EXERCISE TEXT:
+ + + +
The motives are murky, but an oddly moving chemistry results when a homeless man on a decades-old quest and an eccentric multimillionaire join forces in a quaint but upscale Massachusetts town.
The pressures of development on the historically rich town of Oldon may be conventional, but the meeting of minds that occurs there is everything but: Urged mostly by reasons he can’t explain (but also by the coming winter), the 50-year-old seeker leaves his teepee in the woods and, one Halloween, walks into Arthur Worthy’s garish palace on the hill, where the rich man lives alone, to find himself instantly enmeshed in Arthur’s exotic life. The seeker having now been dubbed “Theo,” the two men (between Theo’s shining Arthur’s shoes and preparing the meal he’s going to offer—its purpose being seduction—to a lonely neighborhood housewife) talk, and each reveals his life’s defining moment. Theo’s occurred when he was ten: he’d become smitten with a girl, Anna, over the course of a play they were both in, and he was left just looking at her; Arthur’s was a car wreck on a backcountry English road that left him, when he was 26, on the brink of death and gave him the love of Anna, his now-estranged wife. Curiously, the Anna in each case is the same person. That bond established, Arthur concocts a role for Theo as a backer in his latest mega-deal, then drags him to England to hoodwink a couple of other would-be investors. The deal goes awry at the last minute, when schmoozing and boozing puts Arthur and one of the investors in the hospital. But out of the confusion Arthur finds something he’d been looking for without knowing it, and Theo finds sufficient closure to take his own search to a new level.
The revelations are more engaging than the business bluster, since the offbeat characters are the real story in this newcomer’s saga of fulfillment never quite distinguished from enrichment.
+ + + +
EXTRACTED INFORMATION:
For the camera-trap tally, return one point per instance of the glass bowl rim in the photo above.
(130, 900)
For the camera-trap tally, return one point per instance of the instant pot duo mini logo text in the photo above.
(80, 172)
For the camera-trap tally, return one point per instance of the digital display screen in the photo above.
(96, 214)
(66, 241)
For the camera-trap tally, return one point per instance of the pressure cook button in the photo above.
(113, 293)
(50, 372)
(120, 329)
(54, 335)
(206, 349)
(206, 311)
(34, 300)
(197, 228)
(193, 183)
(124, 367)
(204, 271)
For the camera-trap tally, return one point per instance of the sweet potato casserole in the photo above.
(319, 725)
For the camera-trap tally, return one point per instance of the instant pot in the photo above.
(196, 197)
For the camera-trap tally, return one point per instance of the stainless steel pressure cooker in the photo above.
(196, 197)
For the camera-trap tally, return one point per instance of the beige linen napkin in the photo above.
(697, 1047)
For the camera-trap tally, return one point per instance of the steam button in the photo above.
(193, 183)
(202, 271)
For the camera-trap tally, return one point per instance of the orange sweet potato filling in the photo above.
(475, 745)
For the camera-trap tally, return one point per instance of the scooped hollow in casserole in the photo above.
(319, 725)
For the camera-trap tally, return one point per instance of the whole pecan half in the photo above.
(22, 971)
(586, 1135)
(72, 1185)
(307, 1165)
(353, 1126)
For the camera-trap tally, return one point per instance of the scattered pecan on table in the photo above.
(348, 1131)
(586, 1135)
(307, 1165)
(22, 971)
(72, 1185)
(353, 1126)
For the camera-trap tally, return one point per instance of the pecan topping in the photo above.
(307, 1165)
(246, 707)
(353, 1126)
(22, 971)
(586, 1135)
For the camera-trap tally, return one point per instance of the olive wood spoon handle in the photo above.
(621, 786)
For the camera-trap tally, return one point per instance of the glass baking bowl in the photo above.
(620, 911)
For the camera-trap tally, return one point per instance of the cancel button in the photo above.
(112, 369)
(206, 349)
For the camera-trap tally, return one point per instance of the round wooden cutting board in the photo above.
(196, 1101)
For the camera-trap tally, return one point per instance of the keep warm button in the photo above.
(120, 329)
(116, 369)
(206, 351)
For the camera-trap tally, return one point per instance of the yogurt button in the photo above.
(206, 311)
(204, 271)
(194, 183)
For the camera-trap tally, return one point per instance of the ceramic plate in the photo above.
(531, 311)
+ + + +
PROBLEM TO WORK ON:
Please write out the part of the book review above starting with "The revelations are" and going on through "distinguished from enrichment.", keeping every word and mark the same.

TASK RESPONSE:
The revelations are more engaging than the business bluster, since the offbeat characters are the real story in this newcomer’s saga of fulfillment never quite distinguished from enrichment.